* [Problem A]
Please reproduce part of the electromagnet circuit note below, starting at the words "My circuit can" and stopping after "your magnet's inductance.".

My circuit can be considerably simplified by keeping the bottom
FET on during the flyback discharge. You can drive the FETs with
a bridge driver IC like Intersil's HIP4080A. This part allows
you to turn off the upper FETs while keeping the bottom one on.
http://www.intersil.com/cda/deviceinfo/0,1477,HIP4080A,0.html
During normal operation of the electromagnet the 8A current is
developed across the 3.3-ohm magnet resistance. When the XXX
switches are opened the inductive flyback reverses the voltage
across the magnet terminals, to the supply plus two diodes plus
a zener. The coil's inductance begins its current fall at the
dI/dt = V/L rate we're so familiar with. Ignoring the coil's
resistance we can say the time will be t = L I/V. So clearly
you want V to be as high as is reasonable. To calculate some
typical times we'd need to know your magnet's inductance.

* [Available data]
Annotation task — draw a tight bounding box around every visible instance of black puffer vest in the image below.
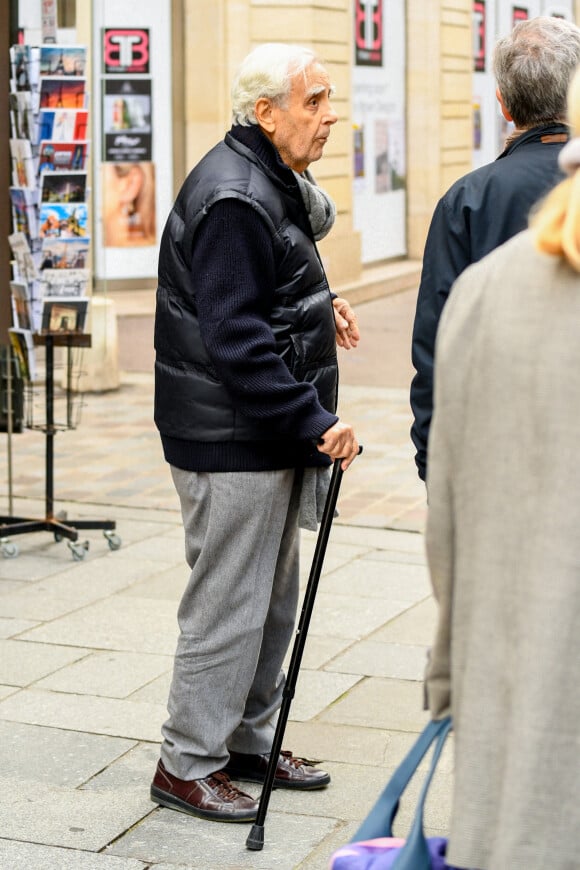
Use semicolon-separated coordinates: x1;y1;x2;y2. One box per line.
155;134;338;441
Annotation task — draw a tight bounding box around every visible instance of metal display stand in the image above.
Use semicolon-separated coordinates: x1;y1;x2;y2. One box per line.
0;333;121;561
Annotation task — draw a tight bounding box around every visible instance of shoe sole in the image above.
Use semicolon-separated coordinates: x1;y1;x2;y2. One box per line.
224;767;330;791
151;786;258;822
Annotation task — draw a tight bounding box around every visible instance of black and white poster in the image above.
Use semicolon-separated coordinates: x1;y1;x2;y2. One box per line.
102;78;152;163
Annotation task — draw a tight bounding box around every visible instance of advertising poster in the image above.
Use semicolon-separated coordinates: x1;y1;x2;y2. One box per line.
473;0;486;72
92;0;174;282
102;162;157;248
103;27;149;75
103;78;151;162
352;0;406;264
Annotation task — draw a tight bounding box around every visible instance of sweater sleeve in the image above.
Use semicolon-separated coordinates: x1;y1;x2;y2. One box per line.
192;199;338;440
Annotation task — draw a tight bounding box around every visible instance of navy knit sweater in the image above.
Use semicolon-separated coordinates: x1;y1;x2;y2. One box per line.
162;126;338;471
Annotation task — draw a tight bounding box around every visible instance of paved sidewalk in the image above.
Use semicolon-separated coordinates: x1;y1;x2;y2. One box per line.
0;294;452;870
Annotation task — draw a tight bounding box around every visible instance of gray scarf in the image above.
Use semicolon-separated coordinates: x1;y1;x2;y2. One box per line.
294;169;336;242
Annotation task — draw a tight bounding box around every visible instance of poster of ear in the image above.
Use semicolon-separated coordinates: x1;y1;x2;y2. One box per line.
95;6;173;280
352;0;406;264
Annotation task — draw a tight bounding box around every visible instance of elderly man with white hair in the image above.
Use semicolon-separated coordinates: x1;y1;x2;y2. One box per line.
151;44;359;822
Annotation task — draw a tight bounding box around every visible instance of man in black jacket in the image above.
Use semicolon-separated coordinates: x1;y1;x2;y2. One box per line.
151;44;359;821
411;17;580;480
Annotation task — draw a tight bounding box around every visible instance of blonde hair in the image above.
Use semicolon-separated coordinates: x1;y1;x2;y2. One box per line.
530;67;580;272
...
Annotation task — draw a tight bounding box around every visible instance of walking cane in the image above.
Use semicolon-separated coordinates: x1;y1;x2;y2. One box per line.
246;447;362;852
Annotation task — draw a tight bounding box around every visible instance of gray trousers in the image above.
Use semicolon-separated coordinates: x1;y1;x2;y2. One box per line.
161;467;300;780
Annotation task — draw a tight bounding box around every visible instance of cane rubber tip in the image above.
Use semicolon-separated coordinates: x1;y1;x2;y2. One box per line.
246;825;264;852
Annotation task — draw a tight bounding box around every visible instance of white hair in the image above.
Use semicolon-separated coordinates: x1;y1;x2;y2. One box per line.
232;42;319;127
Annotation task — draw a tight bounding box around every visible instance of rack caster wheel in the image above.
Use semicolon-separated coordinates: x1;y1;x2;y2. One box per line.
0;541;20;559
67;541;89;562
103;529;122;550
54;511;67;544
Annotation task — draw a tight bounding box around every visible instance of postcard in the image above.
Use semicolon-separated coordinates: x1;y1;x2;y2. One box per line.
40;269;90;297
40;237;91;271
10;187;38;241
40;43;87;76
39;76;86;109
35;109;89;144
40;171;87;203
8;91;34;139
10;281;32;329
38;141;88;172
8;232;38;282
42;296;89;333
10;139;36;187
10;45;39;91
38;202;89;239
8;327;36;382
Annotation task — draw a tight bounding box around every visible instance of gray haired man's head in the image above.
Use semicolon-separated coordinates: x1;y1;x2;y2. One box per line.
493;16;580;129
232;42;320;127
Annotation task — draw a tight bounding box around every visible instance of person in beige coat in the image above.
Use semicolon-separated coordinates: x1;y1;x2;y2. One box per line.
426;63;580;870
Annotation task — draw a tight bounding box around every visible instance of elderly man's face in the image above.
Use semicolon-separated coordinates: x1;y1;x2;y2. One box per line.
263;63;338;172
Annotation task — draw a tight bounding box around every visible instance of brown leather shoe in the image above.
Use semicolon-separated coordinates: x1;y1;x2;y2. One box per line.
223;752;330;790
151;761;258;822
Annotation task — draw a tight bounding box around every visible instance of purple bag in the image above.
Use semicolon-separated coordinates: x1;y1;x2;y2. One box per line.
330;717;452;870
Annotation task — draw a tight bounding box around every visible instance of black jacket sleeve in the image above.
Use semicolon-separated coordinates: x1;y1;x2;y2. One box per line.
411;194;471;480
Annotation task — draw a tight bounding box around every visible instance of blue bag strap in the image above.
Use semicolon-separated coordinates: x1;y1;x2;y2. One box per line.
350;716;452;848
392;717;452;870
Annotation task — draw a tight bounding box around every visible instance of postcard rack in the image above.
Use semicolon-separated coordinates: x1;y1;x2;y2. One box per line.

* [Problem B]
Pick out each line in the records above that contains the string "poster" and copy those lines.

* [Expected answer A]
My circuit can be considerably simplified by keeping the bottom
FET on during the flyback discharge. You can drive the FETs with
a bridge driver IC like Intersil's HIP4080A. This part allows
you to turn off the upper FETs while keeping the bottom one on.
http://www.intersil.com/cda/deviceinfo/0,1477,HIP4080A,0.html
During normal operation of the electromagnet the 8A current is
developed across the 3.3-ohm magnet resistance. When the XXX
switches are opened the inductive flyback reverses the voltage
across the magnet terminals, to the supply plus two diodes plus
a zener. The coil's inductance begins its current fall at the
dI/dt = V/L rate we're so familiar with. Ignoring the coil's
resistance we can say the time will be t = L I/V. So clearly
you want V to be as high as is reasonable. To calculate some
typical times we'd need to know your magnet's inductance.

* [Expected answer B]
Annotation task — draw a tight bounding box around every visible instance of black and white poster in the image above.
Annotation task — draw a tight bounding box around every visible instance of advertising poster in the image above.
Annotation task — draw a tight bounding box around every visible instance of poster of ear in the image above.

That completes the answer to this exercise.